• EXERCÍCIOS PROPOSTOS:
1. Responda, com base no texto sobre o filme:
(a) Em que cidade vivem os cinco meninos adolescentes?
(b) O que a carta do governo comunica a Rá?
(c) Quem impede os verdadeiros donos de habitar os vilarejos remotos?
2. Prossiga o texto sobre o filme a partir do ponto em que ele termina.

• TRECHO DO TEXTO:
....................

Melhor estreia em 2023, filme da Netflix é uma pequena obra de arte que vai dilacerar sua alma Divulgação / Netflix

Melhor estreia em 2023, filme da Netflix é uma pequena obra de arte que vai dilacerar sua alma

Na Colômbia, há décadas pequenos produtores rurais têm sido expulsos de suas terras por latifundiários ricos. Mas um programa do governo pretende fazer a restituição fundiária de milhares de famílias. Mesmo assim, a disputa por terras é um tema muito delicado no país. Apesar de inúmeros pedidos por devoluções, famílias que conseguiram reaver seus terrenos vivem à sombra do medo, ameaçadas e intimidadas. Vilarejos remotos aguardam abandonados, com casas em ruínas e matos altos, porque pistoleiros impedem os verdadeiros donos de habitá-los.

E é neste contexto de violência e guerra, que Laura Moga Ortega nos conta a história de cinco meninos adolescentes marginalizados em Medellín. Sem família, Rá, Culebro, Sere, Winny e Nano foram unidos pela força das circunstâncias da vida e das injustiças nas ruas. Renegados e largados à própria sorte, eles, ao menos, podem apoiar-se um no outro e sonhar juntos. Quando Rá recebe uma carta do governo dizendo que a terra tomada de sua avó será restituída e que ele, como único herdeiro, será nomeado proprietário do terreno, Rá e seus amigos, em êxtase, decidem partir em uma jornada para chegar à “terra prometida”.

Mas a viagem se revela uma verdadeira odisseia, onde o grupo precisa atravessar um território desconhecido e inóspito, contar com um pouco de sorte e com ajuda de desconhecidos. Nada se desenrola tão fácil quanto parecia ser, à princípio, mas os jovens, mesmo esgotados fisicamente, estão determinados a reaver sua terra e reconstruir sua vida com o mínimo de humanidade, trabalhando como produtores e dominando seu pequeno reino. Durante toda a viagem, nos angustiamos, torcemos e nos emocionamos com esses meninos, cujo simples sonho de alcançar a dignidade e o trabalho honesto parece exigir deles um esforço hercúleo.

....................

• LINHAS DO CONJUNTO:
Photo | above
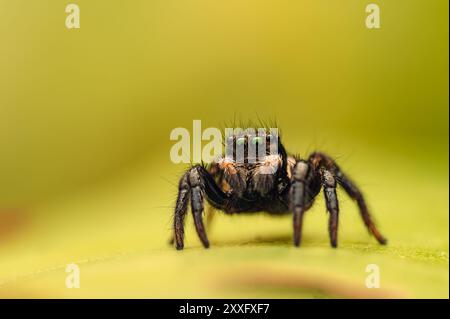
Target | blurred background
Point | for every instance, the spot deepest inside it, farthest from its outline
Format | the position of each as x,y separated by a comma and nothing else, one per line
85,118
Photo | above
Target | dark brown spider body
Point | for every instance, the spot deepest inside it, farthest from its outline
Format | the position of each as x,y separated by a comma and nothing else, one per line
263,177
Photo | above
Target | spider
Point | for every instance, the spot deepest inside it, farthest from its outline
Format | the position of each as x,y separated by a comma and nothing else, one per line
270,181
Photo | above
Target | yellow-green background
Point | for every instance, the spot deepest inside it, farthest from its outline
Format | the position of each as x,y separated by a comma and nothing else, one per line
85,117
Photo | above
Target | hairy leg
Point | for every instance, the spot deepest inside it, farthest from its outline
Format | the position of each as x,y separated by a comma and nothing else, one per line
298,197
321,160
329,190
196,184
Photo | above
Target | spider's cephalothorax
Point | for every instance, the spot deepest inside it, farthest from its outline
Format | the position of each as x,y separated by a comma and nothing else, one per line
256,174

....................

• RESPOSTAS DOS EXERCÍCIOS:
1.
(a) Em Medellín.
(b) Comunica que a terra tomada de sua avó será restituída e que ele, como único herdeiro, será nomeado proprietário do terreno.
(c) Pistoleiros.

2.
Conforme adentra paisagens andinas, o filme mergulha em um país complexo, onde muitas são as promessas de um futuro melhor, mas no qual a realidade presente pouco espelha esse vislumbre. Embora não haja cenas explícitas de violência, ela mora nos traumas que assombra os olhares de cada personagem, marcados por suas tragédias particulares. Enquanto saem missionários por liderar seu destino, os meninos que precisam agir como homens não passam de apenas crianças sonhadoras, brincando de serem livres.

E é altamente impressionante o espírito de bravura, honra e dignidade que tomam esses garotos, cujas estradas de suas vidas são tomadas de precariedade e desolação. A esperança é sempre um horizonte no qual eles não nunca abandonam, mas o caminho está cheio de maldade e é preciso mais que coragem para desvencilhá-la.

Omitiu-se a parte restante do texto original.